• **TASK STATEMENT**
Copy the records word for word, starting at the line that contains "Every instance of the tarantula gets" and going through the end of the records.

• **DATA SUPPLIED**
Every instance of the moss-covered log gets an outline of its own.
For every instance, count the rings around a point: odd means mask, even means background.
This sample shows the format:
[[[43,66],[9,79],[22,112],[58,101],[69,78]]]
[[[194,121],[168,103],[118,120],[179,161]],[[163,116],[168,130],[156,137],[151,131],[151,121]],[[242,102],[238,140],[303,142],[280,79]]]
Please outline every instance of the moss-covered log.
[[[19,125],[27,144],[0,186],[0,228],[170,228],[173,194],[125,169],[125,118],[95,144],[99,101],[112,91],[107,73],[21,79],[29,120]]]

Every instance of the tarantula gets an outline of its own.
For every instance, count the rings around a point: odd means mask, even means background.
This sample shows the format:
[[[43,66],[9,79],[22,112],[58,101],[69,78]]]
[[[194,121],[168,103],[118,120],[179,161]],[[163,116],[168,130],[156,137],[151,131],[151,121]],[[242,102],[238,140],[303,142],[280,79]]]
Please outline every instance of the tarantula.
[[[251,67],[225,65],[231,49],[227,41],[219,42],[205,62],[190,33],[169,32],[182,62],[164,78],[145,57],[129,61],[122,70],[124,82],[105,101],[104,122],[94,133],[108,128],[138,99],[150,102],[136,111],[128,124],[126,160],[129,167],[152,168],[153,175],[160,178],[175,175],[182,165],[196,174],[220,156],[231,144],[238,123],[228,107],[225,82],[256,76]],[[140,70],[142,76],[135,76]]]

• **WRITTEN SOLUTION**
Every instance of the tarantula gets an outline of its own.
For every instance, count the rings around a point: odd means mask, even means background.
This sample shows the format:
[[[43,66],[9,79],[22,112],[58,101],[69,78]]]
[[[194,121],[168,103],[118,120],[179,161]],[[163,116],[168,130],[156,137],[151,131],[151,121]],[[242,102],[238,140],[303,142],[280,79]]]
Please outline every instance of the tarantula.
[[[251,67],[225,65],[231,49],[227,41],[219,42],[205,62],[190,33],[169,32],[182,62],[164,78],[145,57],[129,61],[122,70],[124,82],[105,101],[104,122],[94,133],[108,128],[138,99],[150,102],[136,111],[128,124],[126,160],[129,167],[152,168],[153,175],[160,178],[175,175],[182,165],[196,174],[220,156],[231,144],[238,123],[228,107],[225,82],[256,76]],[[140,70],[142,76],[135,76]]]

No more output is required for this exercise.